- _TASK OBJECTIVE_
Answer these questions from the passage on gold–nonadiyne–silicon junctions below:
(a) What pulling length did the plateaus show in pulling curves collected during the blinks?
(b) In the control experiments, a monolayer prepared from which compound showed no blinks?
(c) After a blink was detected, between which two voltages was the working bias ramped, and at what frequency?

- _SUPPLIED PASSAGE_
After confirming the quality of the nonadiyne monolayer on the silicon electrodes, we used the blinking approach of the STM junction technique to wire single molecules with a gold STM tip23,24,42,43. In a typical blinking experiment, an initial set-point tunnelling current is applied under a fixed bias voltage, therefore the STM tip and the alkyne-terminated silicon electrode are fixed at a specific distance. After reaching the current set-point, the feedback loop of the current is turned off and the current is recorded as a function of time (Fig. 2a,b). Current jumps above the tunnelling current (blinking events) appear when a nonadiyne molecule occupies the gap between the gold and the silicon electrodes (Fig. 2b). The formation of mechanically stable molecular junctions was confirmed by collecting mechanical pulling curves during the ‘blinks’ (Fig. 3)23. The pulling is based on the application of a vertical tip retraction stage using the piezoelectric translator attached to the STM tip, increasing the gap distance between both electrodes. Pulling curves collected during the lifetime of the ‘blinks’ showed plateaus with a pulling length of ca. 0.3 nm (Fig. 3a), which resembles the stretching of the junction24,42. When the pulling stimulus was applied in the absence of blinks (that is, over the tunnelling background, Fig. 3b), an event-free exponential decay was observed instead, confirming that the blinks are a consequence of a mechanically stable molecular junctions23,43. In a series of control experiments, no evidence of blinks was observed when the 1,8-nonadiyne monolayer was changed to another prepared from 1-nonyne on Si(−111)–H. Monolayers of 1-nonyne are methyl-terminated and lack the distal alkyne moiety that is necessary to form an effective electrical contact to the STM gold tip ( Fig. 5b and Supplementary Fig. 9).

Figure 2: STM break-junction experiments of gold–nonadiyne–silicon junctions.
figure 2

(a) Schematic of the STM junction experiment describing the formation and breakdown of the Au–nonadiyne–Si junction. (b) Example of a captured ‘blink’ when a 1,8-nonadiyne molecule bridges the two electrodes at −0.8 V (see blinks at different biases in Supplementary Fig. 1 and Supplementary Note 1). Current jumps (blinks) above the set-point tunnelling current appear when the nonadiyne molecule bridges the gap between the gold and the silicon electrodes. (c) Captured current response during a voltage bias ramp of an Au–nonadiyne–SiHD junction (see the current response for the low-doped silicon system, Au–nonadiyne–SiLD, in Supplementary Fig. 2). When a blink is detected, the working bias was ramped between +2 and −2 V at 2 Hz of frequency (16 V s−1). The current is continuously monitored after the bias ramp to ensure that the junction does not breakdown during the voltage ramp. Surface set-bias plots of b,c represent the evolution of the applied working bias voltage between the Si substrate and the STM Au-tip electrodes.

- _GIVEN INFORMATION_
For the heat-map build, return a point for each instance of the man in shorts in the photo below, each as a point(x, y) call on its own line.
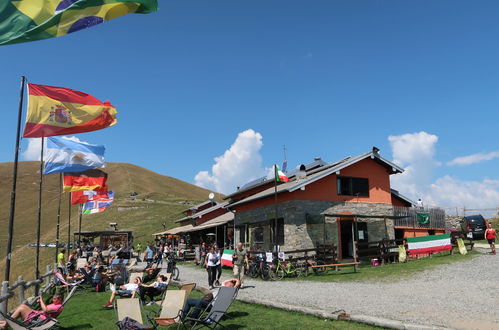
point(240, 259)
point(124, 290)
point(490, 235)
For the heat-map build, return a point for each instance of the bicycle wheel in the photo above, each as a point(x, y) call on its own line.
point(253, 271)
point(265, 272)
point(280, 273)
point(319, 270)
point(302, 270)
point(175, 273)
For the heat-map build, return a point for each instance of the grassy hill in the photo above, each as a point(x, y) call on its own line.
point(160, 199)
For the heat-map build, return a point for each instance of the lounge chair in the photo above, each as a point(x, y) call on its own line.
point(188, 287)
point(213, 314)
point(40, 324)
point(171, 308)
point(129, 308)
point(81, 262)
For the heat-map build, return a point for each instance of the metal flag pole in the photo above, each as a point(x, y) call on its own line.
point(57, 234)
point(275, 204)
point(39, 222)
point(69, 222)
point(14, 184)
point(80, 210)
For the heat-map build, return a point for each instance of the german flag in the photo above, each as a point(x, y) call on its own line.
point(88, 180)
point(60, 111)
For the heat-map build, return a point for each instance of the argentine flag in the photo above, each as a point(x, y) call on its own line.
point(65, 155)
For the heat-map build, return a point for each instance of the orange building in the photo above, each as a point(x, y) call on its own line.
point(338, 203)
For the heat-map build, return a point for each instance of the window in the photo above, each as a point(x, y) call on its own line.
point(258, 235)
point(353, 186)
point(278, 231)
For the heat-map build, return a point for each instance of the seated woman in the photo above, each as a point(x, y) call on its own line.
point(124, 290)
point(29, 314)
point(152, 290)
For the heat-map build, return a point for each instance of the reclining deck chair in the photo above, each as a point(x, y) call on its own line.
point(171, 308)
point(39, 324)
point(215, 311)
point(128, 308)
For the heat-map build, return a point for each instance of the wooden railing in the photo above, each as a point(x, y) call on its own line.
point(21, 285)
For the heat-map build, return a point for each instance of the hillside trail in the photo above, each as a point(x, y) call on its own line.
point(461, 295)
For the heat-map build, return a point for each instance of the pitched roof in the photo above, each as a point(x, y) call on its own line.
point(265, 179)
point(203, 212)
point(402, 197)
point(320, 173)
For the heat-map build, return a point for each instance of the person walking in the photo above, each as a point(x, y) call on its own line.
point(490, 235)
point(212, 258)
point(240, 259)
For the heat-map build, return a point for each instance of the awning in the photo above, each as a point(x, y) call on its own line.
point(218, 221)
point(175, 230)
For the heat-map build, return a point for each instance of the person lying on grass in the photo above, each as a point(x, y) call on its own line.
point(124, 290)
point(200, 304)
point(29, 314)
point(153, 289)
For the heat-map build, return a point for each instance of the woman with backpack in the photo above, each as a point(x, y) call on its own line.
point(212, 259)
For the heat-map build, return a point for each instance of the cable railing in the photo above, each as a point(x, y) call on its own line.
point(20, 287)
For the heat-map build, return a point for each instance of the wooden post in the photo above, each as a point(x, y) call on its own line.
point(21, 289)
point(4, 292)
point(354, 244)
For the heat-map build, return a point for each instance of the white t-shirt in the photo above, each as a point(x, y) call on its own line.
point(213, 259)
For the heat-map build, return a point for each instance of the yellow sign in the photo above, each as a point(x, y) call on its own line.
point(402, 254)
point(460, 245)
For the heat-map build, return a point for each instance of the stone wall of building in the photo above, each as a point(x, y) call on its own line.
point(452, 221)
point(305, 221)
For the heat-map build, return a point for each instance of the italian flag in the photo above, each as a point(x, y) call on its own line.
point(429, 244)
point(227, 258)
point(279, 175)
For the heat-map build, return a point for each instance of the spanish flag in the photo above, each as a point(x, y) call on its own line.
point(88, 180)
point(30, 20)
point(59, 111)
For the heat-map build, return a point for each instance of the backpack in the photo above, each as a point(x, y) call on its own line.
...
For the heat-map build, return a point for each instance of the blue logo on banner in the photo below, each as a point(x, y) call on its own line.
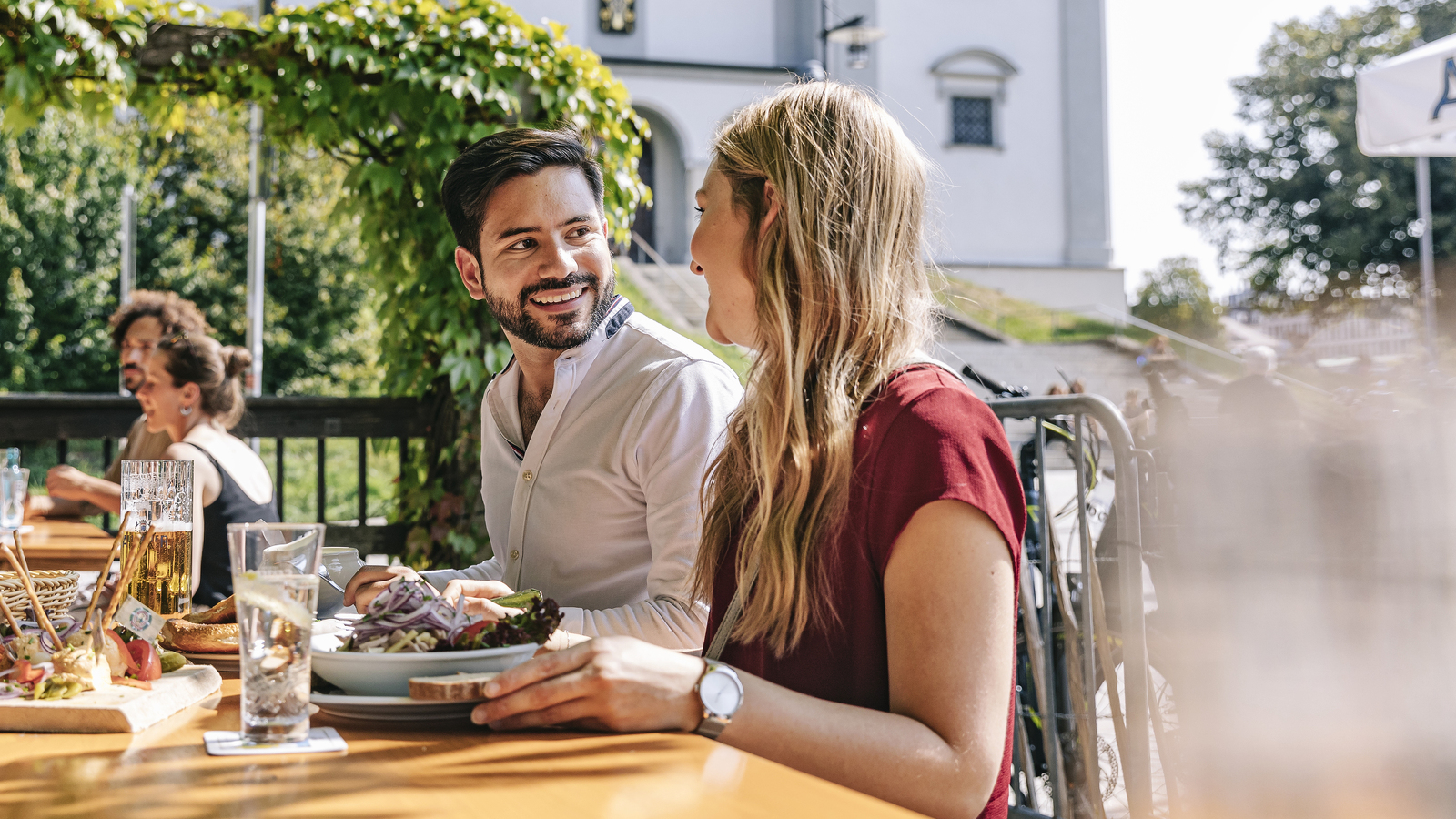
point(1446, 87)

- _SOLUTION TO THIS PROBLEM_
(a) About 0.3 nm.
(b) 1-nonyne.
(c) Between +2 and −2 V, at 2 Hz.